◆ **YOUR ASSIGNMENT**
Every line of the data is to be transcribed without error.

◆ **Text-to-region grounding data**

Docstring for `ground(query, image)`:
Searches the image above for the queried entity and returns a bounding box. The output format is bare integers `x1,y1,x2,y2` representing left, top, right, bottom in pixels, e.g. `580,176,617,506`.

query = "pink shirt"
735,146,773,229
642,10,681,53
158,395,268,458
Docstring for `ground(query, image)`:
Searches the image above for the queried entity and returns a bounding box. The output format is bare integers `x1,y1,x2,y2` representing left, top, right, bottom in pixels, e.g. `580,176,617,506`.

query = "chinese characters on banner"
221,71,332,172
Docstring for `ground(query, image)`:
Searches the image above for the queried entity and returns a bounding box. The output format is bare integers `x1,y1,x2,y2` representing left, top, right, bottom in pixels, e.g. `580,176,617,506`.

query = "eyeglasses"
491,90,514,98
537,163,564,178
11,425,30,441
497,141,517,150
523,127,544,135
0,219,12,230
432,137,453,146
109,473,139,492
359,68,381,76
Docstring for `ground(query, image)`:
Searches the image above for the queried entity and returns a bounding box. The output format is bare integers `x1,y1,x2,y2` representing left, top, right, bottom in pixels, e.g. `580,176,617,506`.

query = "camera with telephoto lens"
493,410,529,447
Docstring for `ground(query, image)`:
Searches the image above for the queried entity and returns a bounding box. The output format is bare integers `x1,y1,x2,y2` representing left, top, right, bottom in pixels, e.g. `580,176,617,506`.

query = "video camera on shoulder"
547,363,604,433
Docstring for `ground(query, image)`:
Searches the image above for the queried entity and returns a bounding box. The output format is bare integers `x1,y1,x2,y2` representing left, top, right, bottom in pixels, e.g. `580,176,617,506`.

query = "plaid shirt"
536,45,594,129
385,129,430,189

◆ **PROBLEM SOLUTION**
Docstring for `ground(query, image)`:
Searches the image above for the queried entity and returns a bounding box. The output format is bare integers `x1,y1,x2,y2` representing left, top, right, bottom in pixels, e.g. `580,176,617,506`.

query = "pink shirt"
735,146,773,229
642,10,681,53
158,395,268,458
Docstring for `ground(query, image)`:
Searches the image above for the queried entity and returns a bounding box. The output format is bare integers `x1,y1,x2,y2` representing left, top, right, bottom in pixels, e.g. `580,176,617,506`.

query = "chinese characters on banner"
221,71,332,172
Docstring for `ground(query, image)`:
Searches the image above for the queried entity and returns a bounding box. The output format is bare integers `x1,y1,x2,y2` representing left, top, right, bottom in pixels, e.g. `580,176,617,506`.

query = "eyeglasses"
491,90,514,98
537,163,564,178
11,425,30,441
497,141,517,150
523,127,544,135
0,219,12,230
432,137,453,146
109,473,139,492
359,68,381,76
Docstring for `ground(query, image)`:
Searches the image above for the queried entity and returns a bounding box. The output format is bare integers `x1,y1,x2,y2` representing left, top, right, bottom in pixels, e.g. `580,176,617,506`.

query = "camera with telephoto lens"
493,410,529,447
Docstring for `ground(query, image)`:
Searches the image above for the queried entity and returns a bounding box. The output format is bare integers `x1,y1,x2,y2` representing left, top, right, bottom in pixels, e.g. `580,176,617,506`.

query = "video camera on shoulder"
547,363,604,433
Docstring for `ground(query, image)`:
Searches the image above for the queried entity and returns a bounding box. The output format is bare integers `x1,y1,x2,y2` representing left, top, right, bottom in pixels, e.g. `580,176,617,506`.

query = "plaid shirt"
536,45,594,129
385,129,430,189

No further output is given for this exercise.